Entries
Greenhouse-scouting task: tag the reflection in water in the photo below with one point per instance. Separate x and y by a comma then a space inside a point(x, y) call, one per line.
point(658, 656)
==
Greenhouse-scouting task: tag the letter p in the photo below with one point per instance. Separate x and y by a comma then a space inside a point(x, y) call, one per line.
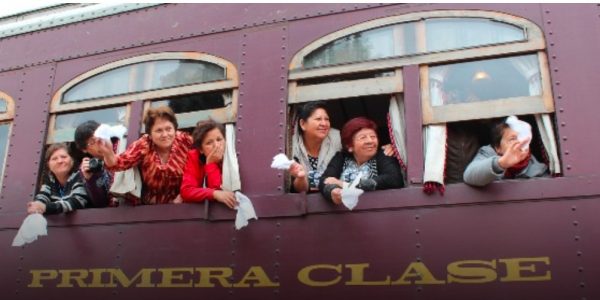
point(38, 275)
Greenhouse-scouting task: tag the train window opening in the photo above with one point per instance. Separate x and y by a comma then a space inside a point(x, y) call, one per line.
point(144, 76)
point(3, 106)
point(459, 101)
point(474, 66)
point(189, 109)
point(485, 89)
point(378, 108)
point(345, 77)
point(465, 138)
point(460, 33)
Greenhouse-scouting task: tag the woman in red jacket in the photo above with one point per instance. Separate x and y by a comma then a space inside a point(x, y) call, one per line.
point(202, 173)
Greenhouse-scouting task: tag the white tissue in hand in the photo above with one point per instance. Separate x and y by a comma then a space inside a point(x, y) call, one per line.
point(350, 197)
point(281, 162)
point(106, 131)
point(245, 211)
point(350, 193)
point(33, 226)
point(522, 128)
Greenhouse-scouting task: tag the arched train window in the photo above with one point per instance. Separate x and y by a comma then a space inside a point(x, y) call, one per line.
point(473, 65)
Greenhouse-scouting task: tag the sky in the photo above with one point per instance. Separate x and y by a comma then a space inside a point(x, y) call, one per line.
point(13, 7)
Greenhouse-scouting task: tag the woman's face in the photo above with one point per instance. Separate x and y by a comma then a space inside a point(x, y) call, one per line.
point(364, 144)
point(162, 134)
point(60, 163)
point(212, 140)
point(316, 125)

What is asked
Copy the records word for word, starting at the line that contains "Greenhouse-scouting task: tag the white" and ending at the line that contains "point(473, 65)", with both of those lines included.

Written answer
Greenhouse-scouting task: tag the white tissue in hand in the photo above with one point per instance. Separate x and y by a comma then a space inside a point(x, y) call, one per line.
point(350, 197)
point(281, 162)
point(106, 131)
point(245, 211)
point(350, 193)
point(33, 226)
point(522, 128)
Greenhouse-scouting task: tag the arched train window in the photo above with one point per instance. Separate x and y by a comma then a space inside a point(x, y) call, one per line.
point(473, 65)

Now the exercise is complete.